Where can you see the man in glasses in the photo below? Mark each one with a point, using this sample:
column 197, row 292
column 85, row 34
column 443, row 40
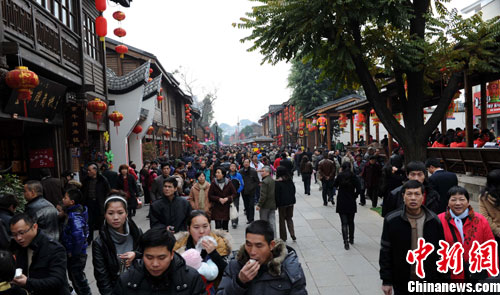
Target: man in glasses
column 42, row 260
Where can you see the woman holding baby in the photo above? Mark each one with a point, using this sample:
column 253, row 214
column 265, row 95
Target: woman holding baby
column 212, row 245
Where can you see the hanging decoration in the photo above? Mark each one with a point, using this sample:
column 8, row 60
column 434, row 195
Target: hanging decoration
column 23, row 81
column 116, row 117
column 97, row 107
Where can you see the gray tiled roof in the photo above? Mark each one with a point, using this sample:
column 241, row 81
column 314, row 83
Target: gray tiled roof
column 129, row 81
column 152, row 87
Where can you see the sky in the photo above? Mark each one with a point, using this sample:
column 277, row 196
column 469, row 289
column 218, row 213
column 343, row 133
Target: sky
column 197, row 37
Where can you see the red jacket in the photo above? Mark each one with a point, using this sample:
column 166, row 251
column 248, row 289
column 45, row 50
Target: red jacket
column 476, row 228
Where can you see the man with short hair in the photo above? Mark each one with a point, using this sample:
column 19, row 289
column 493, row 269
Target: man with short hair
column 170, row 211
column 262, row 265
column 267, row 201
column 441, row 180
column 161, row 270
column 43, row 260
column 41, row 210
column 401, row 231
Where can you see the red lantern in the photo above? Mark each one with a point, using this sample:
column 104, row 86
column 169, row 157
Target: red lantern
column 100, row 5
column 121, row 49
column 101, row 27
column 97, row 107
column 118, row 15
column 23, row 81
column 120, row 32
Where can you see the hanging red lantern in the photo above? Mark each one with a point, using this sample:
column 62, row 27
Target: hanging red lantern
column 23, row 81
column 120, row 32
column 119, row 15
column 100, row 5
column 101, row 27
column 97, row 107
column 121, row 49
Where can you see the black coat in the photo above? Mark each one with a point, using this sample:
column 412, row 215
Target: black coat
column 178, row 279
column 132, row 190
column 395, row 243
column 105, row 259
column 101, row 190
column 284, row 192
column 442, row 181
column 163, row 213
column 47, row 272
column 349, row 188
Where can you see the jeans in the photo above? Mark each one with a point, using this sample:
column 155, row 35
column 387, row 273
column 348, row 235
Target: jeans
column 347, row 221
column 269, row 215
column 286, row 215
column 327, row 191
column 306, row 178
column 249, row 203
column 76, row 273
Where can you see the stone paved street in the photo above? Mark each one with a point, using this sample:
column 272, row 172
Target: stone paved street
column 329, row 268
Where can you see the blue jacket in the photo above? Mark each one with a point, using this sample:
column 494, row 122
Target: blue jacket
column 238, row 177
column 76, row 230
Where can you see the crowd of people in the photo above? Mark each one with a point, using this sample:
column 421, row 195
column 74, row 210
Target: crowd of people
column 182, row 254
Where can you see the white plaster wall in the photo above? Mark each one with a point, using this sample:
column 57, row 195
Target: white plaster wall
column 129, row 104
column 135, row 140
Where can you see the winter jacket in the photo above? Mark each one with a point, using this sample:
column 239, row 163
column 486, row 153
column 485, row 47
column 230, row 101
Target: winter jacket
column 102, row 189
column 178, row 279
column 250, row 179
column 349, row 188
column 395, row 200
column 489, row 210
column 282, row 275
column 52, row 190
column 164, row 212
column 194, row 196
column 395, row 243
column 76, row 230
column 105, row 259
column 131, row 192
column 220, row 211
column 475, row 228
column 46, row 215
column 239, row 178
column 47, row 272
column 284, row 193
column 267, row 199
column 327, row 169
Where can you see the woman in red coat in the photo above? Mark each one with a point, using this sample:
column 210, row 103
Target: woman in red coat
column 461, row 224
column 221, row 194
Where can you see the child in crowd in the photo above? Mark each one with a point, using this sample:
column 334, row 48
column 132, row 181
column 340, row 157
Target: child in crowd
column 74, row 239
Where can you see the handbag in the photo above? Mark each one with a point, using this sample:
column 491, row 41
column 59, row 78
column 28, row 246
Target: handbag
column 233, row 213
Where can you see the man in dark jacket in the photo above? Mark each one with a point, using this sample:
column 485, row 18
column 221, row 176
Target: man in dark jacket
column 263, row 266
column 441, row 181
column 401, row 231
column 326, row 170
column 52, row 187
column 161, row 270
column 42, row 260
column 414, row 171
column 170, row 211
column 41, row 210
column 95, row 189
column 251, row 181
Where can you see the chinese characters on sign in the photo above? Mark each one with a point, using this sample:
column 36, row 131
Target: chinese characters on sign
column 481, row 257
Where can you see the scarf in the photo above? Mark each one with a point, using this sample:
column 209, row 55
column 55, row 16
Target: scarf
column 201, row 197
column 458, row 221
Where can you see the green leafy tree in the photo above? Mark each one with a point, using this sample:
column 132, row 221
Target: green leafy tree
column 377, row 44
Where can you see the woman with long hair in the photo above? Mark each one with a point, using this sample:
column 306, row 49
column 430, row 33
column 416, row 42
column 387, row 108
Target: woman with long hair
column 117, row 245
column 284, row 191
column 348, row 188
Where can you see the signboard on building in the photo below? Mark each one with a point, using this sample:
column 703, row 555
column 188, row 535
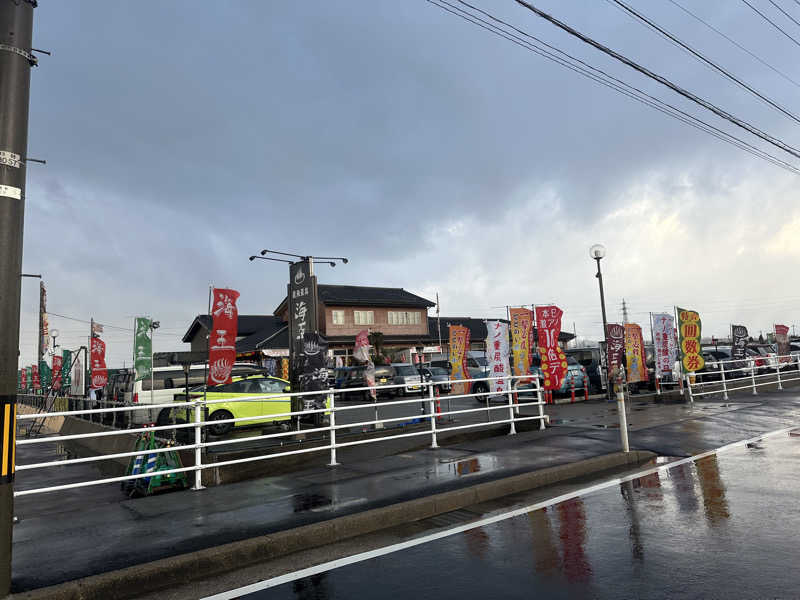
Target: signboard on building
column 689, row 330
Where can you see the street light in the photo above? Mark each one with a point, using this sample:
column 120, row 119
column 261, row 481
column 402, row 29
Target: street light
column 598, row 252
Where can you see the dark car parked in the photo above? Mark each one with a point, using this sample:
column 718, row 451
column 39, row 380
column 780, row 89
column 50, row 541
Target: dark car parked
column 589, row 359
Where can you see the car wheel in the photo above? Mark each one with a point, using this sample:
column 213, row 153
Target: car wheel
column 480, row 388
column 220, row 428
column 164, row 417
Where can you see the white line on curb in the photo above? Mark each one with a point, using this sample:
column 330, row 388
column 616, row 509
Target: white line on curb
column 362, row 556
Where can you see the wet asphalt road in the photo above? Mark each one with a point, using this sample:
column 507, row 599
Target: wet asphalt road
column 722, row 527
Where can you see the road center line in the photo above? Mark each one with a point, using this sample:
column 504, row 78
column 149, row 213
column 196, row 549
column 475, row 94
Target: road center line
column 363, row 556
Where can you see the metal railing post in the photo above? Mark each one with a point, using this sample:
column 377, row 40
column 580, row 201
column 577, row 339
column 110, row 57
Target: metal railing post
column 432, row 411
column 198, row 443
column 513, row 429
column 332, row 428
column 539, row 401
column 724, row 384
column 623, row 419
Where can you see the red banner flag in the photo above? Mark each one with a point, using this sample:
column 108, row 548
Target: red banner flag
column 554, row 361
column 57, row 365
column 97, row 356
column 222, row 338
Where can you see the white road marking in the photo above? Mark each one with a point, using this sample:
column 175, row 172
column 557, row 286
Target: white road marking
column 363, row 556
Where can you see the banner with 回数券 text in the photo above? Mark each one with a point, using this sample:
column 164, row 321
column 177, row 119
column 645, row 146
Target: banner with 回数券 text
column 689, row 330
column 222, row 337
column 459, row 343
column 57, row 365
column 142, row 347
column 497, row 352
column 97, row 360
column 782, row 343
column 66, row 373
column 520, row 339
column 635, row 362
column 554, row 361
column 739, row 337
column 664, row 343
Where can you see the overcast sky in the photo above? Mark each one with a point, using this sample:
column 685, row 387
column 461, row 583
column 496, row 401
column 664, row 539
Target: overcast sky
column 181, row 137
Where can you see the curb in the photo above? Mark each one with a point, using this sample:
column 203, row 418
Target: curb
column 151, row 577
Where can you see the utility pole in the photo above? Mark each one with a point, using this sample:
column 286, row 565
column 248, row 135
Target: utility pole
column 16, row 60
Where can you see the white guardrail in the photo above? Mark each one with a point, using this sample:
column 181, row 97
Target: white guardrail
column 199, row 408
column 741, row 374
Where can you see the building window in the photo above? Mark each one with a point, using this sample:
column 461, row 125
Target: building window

◇ ◇ ◇ ◇

WHAT TO WORK ON: Skip the pictures. Restate everything else in the records word for word.

ANSWER SPACE:
Where can you see the man in glasses in the photo below? Mark each one with a point, using this sample:
column 197, row 292
column 85, row 34
column 443, row 40
Target: man in glasses
column 42, row 260
Where can you see the woman holding baby in the photo above? Mark each one with a point, using this sample:
column 253, row 214
column 265, row 95
Target: woman holding baby
column 212, row 245
Where can you see the hanging decoration in the photo above? Mark each one with a point, using this sample:
column 8, row 60
column 434, row 195
Target: hanging decoration
column 23, row 81
column 116, row 117
column 97, row 107
Where can you see the gray tiled roof in the photo above? Mark each one with a point, using this sample:
column 241, row 81
column 314, row 83
Target: gray tiled roof
column 129, row 81
column 152, row 87
Where can you see the sky in the photo above? Mark each one with a point, using this sample:
column 277, row 196
column 469, row 289
column 218, row 213
column 343, row 133
Target: sky
column 197, row 37
Where can you see the red jacket in the photo above? Mark each one with a point, using this sample:
column 166, row 251
column 248, row 289
column 45, row 50
Target: red jacket
column 476, row 228
Where can you see the man with short hair in the photo above? Mark each one with a point, using this sample:
column 19, row 289
column 493, row 269
Target: man with short hair
column 170, row 211
column 262, row 265
column 267, row 201
column 441, row 180
column 161, row 270
column 43, row 260
column 41, row 210
column 401, row 231
Where can you see the red lantern in the photo above? Mark each one with a point, using this sample:
column 104, row 86
column 169, row 157
Target: red lantern
column 100, row 5
column 121, row 49
column 101, row 27
column 97, row 107
column 118, row 15
column 23, row 81
column 120, row 32
Where can you see the hanging red lantern in the photo above? Mark each one with a point, using this sample:
column 62, row 27
Target: hanging red lantern
column 23, row 81
column 120, row 32
column 119, row 15
column 100, row 5
column 101, row 27
column 97, row 107
column 121, row 49
Where can you see the black coat in the photo above? Mark each one with a point, using this sample:
column 412, row 215
Target: black coat
column 178, row 279
column 132, row 190
column 395, row 243
column 105, row 259
column 101, row 190
column 284, row 192
column 442, row 181
column 163, row 213
column 47, row 272
column 349, row 188
Where can you see the jeans in the photo above? Mark each one with a point, using this sample:
column 155, row 35
column 387, row 273
column 348, row 235
Target: jeans
column 347, row 221
column 269, row 215
column 286, row 215
column 327, row 191
column 306, row 178
column 249, row 203
column 76, row 273
Where can you see the stone paved street in the photo above? Mark each one with a point, using this sample:
column 272, row 172
Target: stone paved street
column 329, row 268
Where can you see the blue jacket in the photo above? Mark each one with a point, using this sample:
column 494, row 122
Target: blue jacket
column 238, row 177
column 76, row 230
Where can you see the crowd of people in the photo above? Mark each one with a point, using this sample:
column 421, row 195
column 74, row 210
Target: crowd of people
column 182, row 254
Where can you see the white plaster wall in the photo above? Mark each one with a point, using this sample:
column 57, row 195
Target: white plaster wall
column 129, row 104
column 135, row 140
Where can you see the winter jacket in the photo above? Mark each one with a point, using this sample:
column 239, row 163
column 486, row 153
column 485, row 47
column 230, row 101
Target: winter jacket
column 102, row 189
column 178, row 279
column 250, row 179
column 349, row 188
column 395, row 200
column 489, row 210
column 282, row 275
column 52, row 190
column 164, row 212
column 194, row 196
column 395, row 243
column 76, row 230
column 105, row 259
column 131, row 192
column 220, row 211
column 475, row 228
column 46, row 215
column 239, row 178
column 47, row 272
column 284, row 193
column 267, row 199
column 327, row 169
Where can you see the woman in red coat in the photo above? Mark each one with a point, using this sample:
column 210, row 103
Target: woman in red coat
column 461, row 224
column 221, row 194
Where can you see the child in crowd in the photo above? Mark each one with a point, using this sample:
column 334, row 48
column 132, row 181
column 340, row 157
Target: child in crowd
column 74, row 239
Where can you see the handbag in the photo above? Mark each one with a point, using this sample:
column 491, row 41
column 59, row 78
column 28, row 246
Target: handbag
column 233, row 213
Where can you see the man in dark jacket in the photo above? Mark each one with a point, using this sample:
column 485, row 18
column 221, row 176
Target: man in dark jacket
column 263, row 266
column 441, row 181
column 401, row 231
column 326, row 170
column 52, row 187
column 161, row 270
column 42, row 260
column 414, row 171
column 170, row 211
column 41, row 210
column 95, row 189
column 251, row 181
Where can you see the chinese characters on sign in the photo above? Mark each one with a point, using this sample:
column 36, row 131
Target: chinese characters on sign
column 481, row 257
Where can you see the scarf in the photo above? Mark each one with a point, using this sample:
column 209, row 55
column 55, row 16
Target: scarf
column 201, row 197
column 458, row 221
Where can you see the green leafy tree in the photo above? Mark each one with a point, using this sample:
column 132, row 221
Target: green leafy tree
column 377, row 44
Where can you see the woman with long hair in the photo above? Mark each one with a point, using this sample:
column 306, row 49
column 430, row 33
column 416, row 42
column 387, row 108
Target: woman with long hair
column 117, row 245
column 284, row 191
column 348, row 188
Where can you see the signboard on building in the photo below? Mark each one with a point, using this sample:
column 703, row 555
column 188, row 535
Target: signboard on building
column 689, row 330
Where can you see the street light in the photo above? Mark each one with a point, using this sample:
column 120, row 119
column 261, row 481
column 402, row 29
Target: street light
column 598, row 252
Where can you see the dark car parked in the photo above? Mark each one with a point, using this sample:
column 718, row 451
column 39, row 380
column 780, row 89
column 50, row 541
Target: dark car parked
column 589, row 359
Where can you see the car wheel in the photo above? Mark each one with a point, using this sample:
column 213, row 153
Target: car wheel
column 480, row 388
column 220, row 428
column 164, row 417
Where can you see the white line on curb in the photo above? Mark each one with a point, using this sample:
column 330, row 388
column 616, row 509
Target: white line on curb
column 362, row 556
Where can you see the wet asphalt road in the photo above? Mark each one with a point, using this sample:
column 507, row 599
Target: wet asphalt road
column 722, row 527
Where can you see the road center line in the photo above? Mark each one with a point, using this sample:
column 504, row 78
column 149, row 213
column 196, row 549
column 475, row 94
Target: road center line
column 363, row 556
Where can you see the metal railing post in the photo above? Mark each one with a point, using this sample:
column 377, row 40
column 580, row 201
column 577, row 339
column 110, row 57
Target: metal railing post
column 432, row 411
column 198, row 443
column 513, row 429
column 332, row 428
column 539, row 401
column 724, row 384
column 623, row 419
Where can you see the red banner flag in the photo above? Mark each one with a point, using this sample:
column 108, row 548
Target: red banner flag
column 554, row 361
column 57, row 365
column 97, row 356
column 222, row 338
Where can you see the white road marking in the photo above? Mark each one with a point, using this sample:
column 175, row 172
column 557, row 286
Target: white road marking
column 363, row 556
Where can you see the banner with 回数券 text in the photo above? Mark each one with a point, using this sample:
column 164, row 321
column 177, row 119
column 645, row 146
Target: banner with 回数券 text
column 689, row 330
column 222, row 337
column 459, row 343
column 57, row 365
column 142, row 347
column 497, row 352
column 97, row 360
column 782, row 343
column 66, row 373
column 520, row 339
column 635, row 362
column 554, row 361
column 739, row 337
column 664, row 343
Where can you see the overcast sky in the photo above? Mark each one with a point, using this sample:
column 685, row 387
column 461, row 583
column 496, row 401
column 664, row 539
Target: overcast sky
column 181, row 137
Where can you see the curb in the photo above? Mark each one with a point, using this sample:
column 203, row 418
Target: curb
column 151, row 577
Where can you see the utility pole in the photo above? Mark each one with a point, using this sample:
column 286, row 565
column 248, row 135
Target: utility pole
column 16, row 60
Where can you see the white guardrail in the photo above? Mark each one with a point, using this sample:
column 181, row 97
Target: white guardrail
column 199, row 408
column 741, row 374
Where can you see the building window in the photo above? Mark each one with a point, using this sample:
column 461, row 125
Target: building window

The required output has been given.